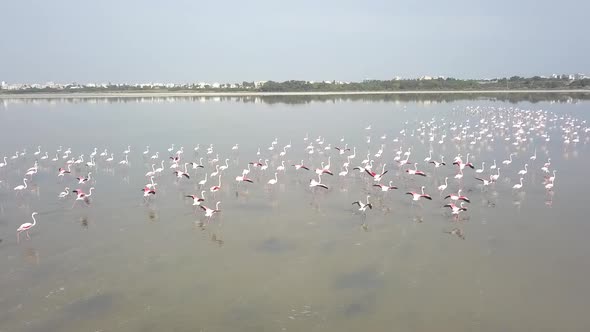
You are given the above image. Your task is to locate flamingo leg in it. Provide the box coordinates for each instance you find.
[26,231,31,240]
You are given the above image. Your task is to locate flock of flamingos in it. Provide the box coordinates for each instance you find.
[2,106,587,243]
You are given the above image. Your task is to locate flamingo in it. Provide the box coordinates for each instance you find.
[352,195,372,212]
[502,153,515,165]
[219,159,230,172]
[186,191,206,205]
[474,176,493,186]
[279,146,288,157]
[25,168,38,177]
[40,151,49,160]
[145,176,157,189]
[310,174,328,190]
[123,145,131,154]
[373,181,398,192]
[545,178,555,191]
[17,212,38,243]
[174,163,190,179]
[369,163,389,180]
[349,147,356,160]
[438,177,448,192]
[512,177,524,190]
[58,187,70,198]
[235,174,254,184]
[0,156,8,168]
[405,186,432,201]
[154,160,165,175]
[549,170,557,183]
[290,160,311,172]
[14,178,28,193]
[490,168,501,182]
[443,202,468,219]
[315,163,334,176]
[198,173,208,187]
[424,150,432,162]
[200,201,221,222]
[210,175,222,192]
[530,148,537,161]
[142,187,156,197]
[475,162,485,174]
[143,145,150,155]
[74,155,84,165]
[249,159,263,168]
[58,165,72,176]
[106,153,114,162]
[335,145,350,155]
[339,165,349,177]
[405,163,426,177]
[518,164,528,176]
[429,156,446,168]
[146,164,156,177]
[276,161,286,172]
[85,157,96,167]
[150,152,159,160]
[168,144,175,153]
[489,159,497,170]
[323,157,332,171]
[444,189,470,203]
[73,187,94,204]
[267,172,278,185]
[190,158,205,170]
[232,144,239,151]
[77,172,92,184]
[260,159,269,171]
[119,155,129,165]
[242,163,252,176]
[541,158,551,173]
[99,149,108,157]
[210,165,220,177]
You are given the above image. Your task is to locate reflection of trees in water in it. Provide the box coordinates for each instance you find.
[2,93,589,107]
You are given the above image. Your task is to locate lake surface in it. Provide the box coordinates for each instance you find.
[1,95,590,332]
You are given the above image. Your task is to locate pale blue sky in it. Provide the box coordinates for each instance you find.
[1,0,588,83]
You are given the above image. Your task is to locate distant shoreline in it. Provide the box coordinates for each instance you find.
[1,89,589,99]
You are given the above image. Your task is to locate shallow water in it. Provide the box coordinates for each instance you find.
[1,96,590,332]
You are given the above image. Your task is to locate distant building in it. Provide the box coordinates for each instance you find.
[0,81,6,89]
[254,81,267,88]
[573,73,586,80]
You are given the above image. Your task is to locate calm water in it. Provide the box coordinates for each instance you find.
[1,95,590,332]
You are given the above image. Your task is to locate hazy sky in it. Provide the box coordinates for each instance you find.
[1,0,588,83]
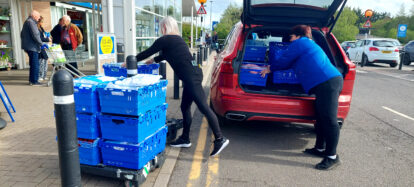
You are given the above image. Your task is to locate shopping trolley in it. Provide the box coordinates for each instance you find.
[45,44,88,86]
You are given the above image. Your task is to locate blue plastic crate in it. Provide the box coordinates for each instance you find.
[76,113,100,139]
[74,75,119,114]
[243,45,267,62]
[103,63,127,77]
[273,69,299,84]
[268,42,290,64]
[149,63,160,75]
[79,138,101,166]
[100,126,167,170]
[239,62,268,87]
[99,103,167,143]
[98,80,168,116]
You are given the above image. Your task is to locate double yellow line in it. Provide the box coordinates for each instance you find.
[186,118,220,187]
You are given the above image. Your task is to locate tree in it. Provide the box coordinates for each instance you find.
[397,3,406,18]
[332,8,359,43]
[214,3,242,42]
[182,23,201,46]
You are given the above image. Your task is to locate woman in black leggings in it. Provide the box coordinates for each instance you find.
[134,16,229,156]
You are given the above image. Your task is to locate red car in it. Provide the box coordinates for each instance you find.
[210,0,356,126]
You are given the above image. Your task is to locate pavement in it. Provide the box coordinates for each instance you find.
[0,50,216,187]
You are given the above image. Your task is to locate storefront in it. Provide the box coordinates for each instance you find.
[4,0,194,70]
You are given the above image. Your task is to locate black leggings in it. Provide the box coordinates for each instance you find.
[311,76,343,156]
[180,81,223,141]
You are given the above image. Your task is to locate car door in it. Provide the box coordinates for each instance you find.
[349,40,363,61]
[354,40,367,62]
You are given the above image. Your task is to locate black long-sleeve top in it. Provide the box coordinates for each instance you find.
[136,35,203,83]
[51,24,62,44]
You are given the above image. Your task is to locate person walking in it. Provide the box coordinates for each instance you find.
[20,10,43,86]
[60,15,83,76]
[51,18,64,44]
[261,25,343,170]
[134,16,229,156]
[37,16,51,81]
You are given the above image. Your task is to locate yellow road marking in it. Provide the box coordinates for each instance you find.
[206,134,220,187]
[186,118,209,187]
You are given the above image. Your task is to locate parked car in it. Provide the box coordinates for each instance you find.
[401,40,414,65]
[341,41,356,52]
[347,38,400,67]
[210,0,355,127]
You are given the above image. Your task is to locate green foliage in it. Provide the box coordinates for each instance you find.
[182,23,201,46]
[332,8,359,43]
[214,3,242,43]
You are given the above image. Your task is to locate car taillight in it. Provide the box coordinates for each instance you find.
[395,48,399,52]
[369,47,379,51]
[218,60,234,87]
[346,46,350,49]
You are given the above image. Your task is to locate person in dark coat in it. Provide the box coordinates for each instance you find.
[20,10,42,86]
[37,16,51,81]
[50,18,64,44]
[261,25,343,170]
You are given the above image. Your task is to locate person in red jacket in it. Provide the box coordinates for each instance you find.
[60,15,83,76]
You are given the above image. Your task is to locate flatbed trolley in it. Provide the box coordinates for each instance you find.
[81,151,166,187]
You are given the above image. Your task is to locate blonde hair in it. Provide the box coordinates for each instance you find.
[160,16,180,36]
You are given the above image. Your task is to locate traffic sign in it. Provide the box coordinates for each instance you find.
[212,21,219,31]
[197,4,207,14]
[397,24,407,38]
[363,20,372,28]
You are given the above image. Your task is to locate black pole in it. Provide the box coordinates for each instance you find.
[126,55,138,77]
[52,70,81,187]
[173,73,179,99]
[197,50,201,65]
[160,61,167,80]
[399,51,404,70]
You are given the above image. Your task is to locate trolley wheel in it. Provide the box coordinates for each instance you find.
[124,180,139,187]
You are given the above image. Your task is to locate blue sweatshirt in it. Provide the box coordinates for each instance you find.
[269,37,342,93]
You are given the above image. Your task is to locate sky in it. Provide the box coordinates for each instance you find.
[195,0,414,29]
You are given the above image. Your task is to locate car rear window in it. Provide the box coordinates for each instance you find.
[373,41,395,47]
[251,0,335,9]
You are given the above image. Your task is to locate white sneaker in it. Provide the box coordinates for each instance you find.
[38,78,44,81]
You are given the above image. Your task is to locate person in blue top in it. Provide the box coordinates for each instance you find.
[261,25,343,170]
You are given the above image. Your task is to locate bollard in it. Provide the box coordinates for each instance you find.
[204,46,208,61]
[197,50,201,66]
[159,61,167,80]
[173,73,179,99]
[126,55,138,77]
[53,70,81,187]
[399,51,404,70]
[199,46,204,65]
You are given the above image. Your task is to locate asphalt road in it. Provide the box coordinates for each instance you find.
[168,64,414,187]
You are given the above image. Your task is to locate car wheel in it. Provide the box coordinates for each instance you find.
[390,63,398,67]
[361,54,369,67]
[402,53,412,65]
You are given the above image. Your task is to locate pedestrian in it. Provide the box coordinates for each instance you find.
[260,25,343,170]
[37,16,51,81]
[134,16,229,156]
[51,18,64,44]
[212,31,219,52]
[20,10,43,86]
[60,15,83,76]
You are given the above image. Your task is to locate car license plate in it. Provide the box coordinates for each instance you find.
[382,51,392,54]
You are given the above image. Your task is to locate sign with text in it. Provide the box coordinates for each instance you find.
[398,24,407,38]
[96,33,116,74]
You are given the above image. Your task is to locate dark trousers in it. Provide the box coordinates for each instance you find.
[26,50,39,84]
[311,76,343,156]
[180,81,223,141]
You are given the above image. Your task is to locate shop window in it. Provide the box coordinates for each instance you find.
[135,0,153,12]
[136,9,155,38]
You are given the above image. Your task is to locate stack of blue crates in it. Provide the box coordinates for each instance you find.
[268,42,299,84]
[73,75,169,170]
[74,75,119,166]
[97,77,169,170]
[103,63,160,77]
[240,40,268,87]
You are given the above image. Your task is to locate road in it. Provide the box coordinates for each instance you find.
[168,64,414,187]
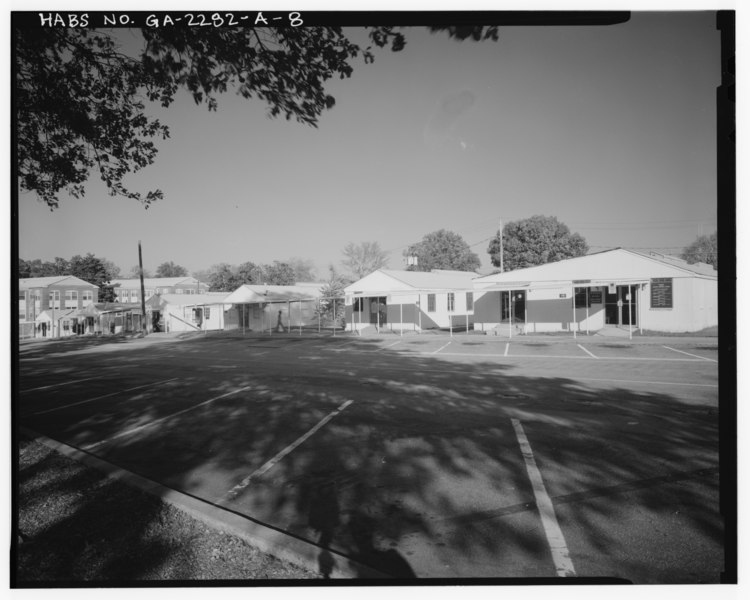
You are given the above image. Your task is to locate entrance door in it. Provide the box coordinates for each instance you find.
[604,286,637,326]
[369,297,387,325]
[501,291,527,322]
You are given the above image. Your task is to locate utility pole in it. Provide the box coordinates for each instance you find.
[499,218,504,273]
[138,241,148,335]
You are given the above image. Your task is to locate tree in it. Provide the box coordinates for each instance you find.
[681,231,717,270]
[16,25,503,210]
[128,265,152,278]
[16,26,407,209]
[155,261,188,278]
[405,229,481,272]
[261,261,296,286]
[68,253,118,301]
[487,215,589,272]
[316,266,347,327]
[287,257,318,283]
[342,241,389,280]
[206,263,241,292]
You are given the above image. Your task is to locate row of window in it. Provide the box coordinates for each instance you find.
[117,287,202,302]
[353,293,475,313]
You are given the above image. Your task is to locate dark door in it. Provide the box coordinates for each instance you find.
[501,291,526,322]
[605,286,637,326]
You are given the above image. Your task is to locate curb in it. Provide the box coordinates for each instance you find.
[19,427,391,580]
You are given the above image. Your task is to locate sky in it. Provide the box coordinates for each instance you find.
[15,9,724,280]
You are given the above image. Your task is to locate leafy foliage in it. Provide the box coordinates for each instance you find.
[15,26,408,209]
[405,229,481,272]
[261,261,296,286]
[487,215,589,272]
[155,261,188,278]
[681,231,717,270]
[19,253,119,301]
[286,257,318,282]
[316,266,347,327]
[341,241,389,280]
[205,260,297,291]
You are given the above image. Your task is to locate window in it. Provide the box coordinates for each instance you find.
[574,287,590,308]
[65,290,78,309]
[131,291,138,303]
[650,278,673,308]
[447,293,455,312]
[253,305,261,318]
[466,292,474,311]
[48,290,60,309]
[82,290,93,306]
[176,288,184,294]
[427,294,436,312]
[119,290,129,303]
[204,307,211,320]
[353,298,364,311]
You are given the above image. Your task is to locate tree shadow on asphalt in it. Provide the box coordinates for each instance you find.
[15,334,725,583]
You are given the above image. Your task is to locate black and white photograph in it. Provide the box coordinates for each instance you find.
[10,2,737,590]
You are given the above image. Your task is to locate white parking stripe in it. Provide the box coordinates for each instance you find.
[378,341,402,351]
[663,345,717,362]
[512,418,576,577]
[420,352,711,362]
[504,343,510,357]
[30,378,180,416]
[577,344,598,359]
[82,386,253,451]
[222,399,354,501]
[556,375,718,389]
[21,376,105,393]
[431,342,452,355]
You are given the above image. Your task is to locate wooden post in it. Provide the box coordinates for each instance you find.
[628,285,633,340]
[138,241,147,335]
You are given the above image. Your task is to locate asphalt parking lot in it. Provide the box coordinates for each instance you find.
[16,331,725,582]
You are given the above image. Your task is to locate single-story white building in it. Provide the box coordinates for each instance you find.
[223,284,325,333]
[344,269,479,333]
[145,293,232,333]
[472,248,717,335]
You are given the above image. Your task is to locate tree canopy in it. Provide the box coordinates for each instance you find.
[405,229,481,272]
[155,261,188,278]
[15,26,408,209]
[341,241,389,280]
[16,25,502,210]
[487,215,588,272]
[681,231,717,270]
[19,253,119,300]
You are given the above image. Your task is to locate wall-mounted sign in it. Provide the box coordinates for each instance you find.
[608,284,616,294]
[559,293,567,298]
[589,291,603,304]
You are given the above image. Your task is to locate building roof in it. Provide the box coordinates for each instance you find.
[152,293,232,306]
[19,276,97,289]
[110,277,207,288]
[224,284,324,304]
[472,248,717,288]
[345,269,479,295]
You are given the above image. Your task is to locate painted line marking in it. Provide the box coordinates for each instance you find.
[553,375,718,389]
[82,386,253,451]
[504,343,510,357]
[222,399,354,502]
[512,418,576,577]
[577,344,598,359]
[21,376,105,393]
[663,345,717,362]
[421,352,713,363]
[431,341,452,355]
[378,341,402,351]
[29,379,180,416]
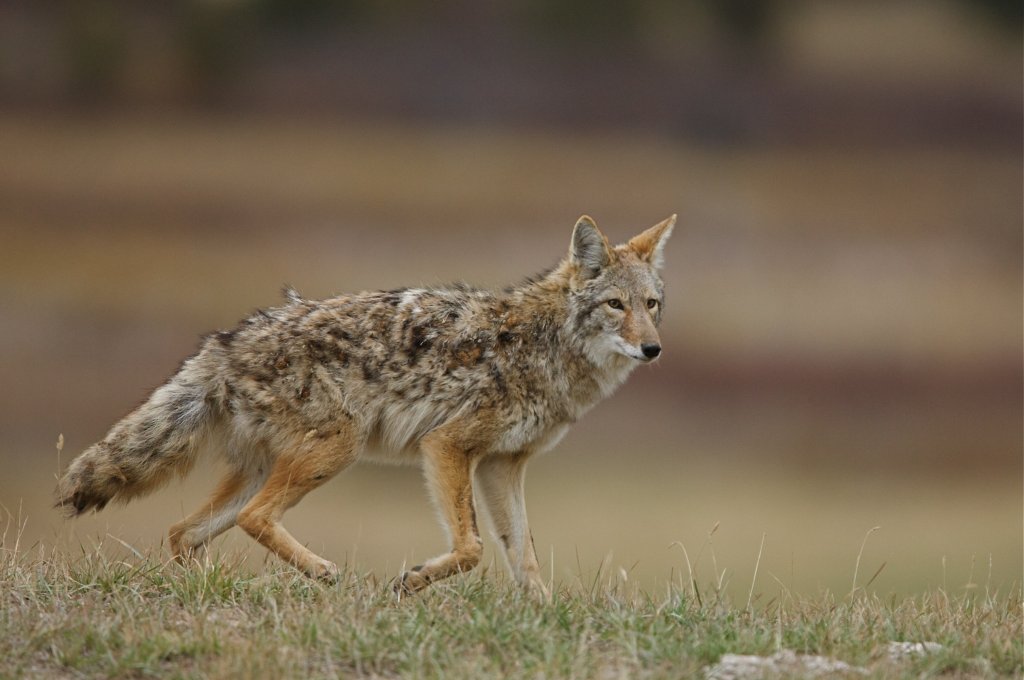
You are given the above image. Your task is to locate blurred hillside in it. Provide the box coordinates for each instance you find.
[1,1,1020,145]
[0,1,1020,595]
━━━━
▶ PROMPT: Nothing but the lines from the one with "to locate blurred" through the last line of the entries should be repeated, and those exactly.

▶ EXPECTED ANSWER:
You are given the above image. Your task is to locate blurred hillside in it. Provide the box coordinates for each instance you find.
[1,1,1020,145]
[0,1,1020,595]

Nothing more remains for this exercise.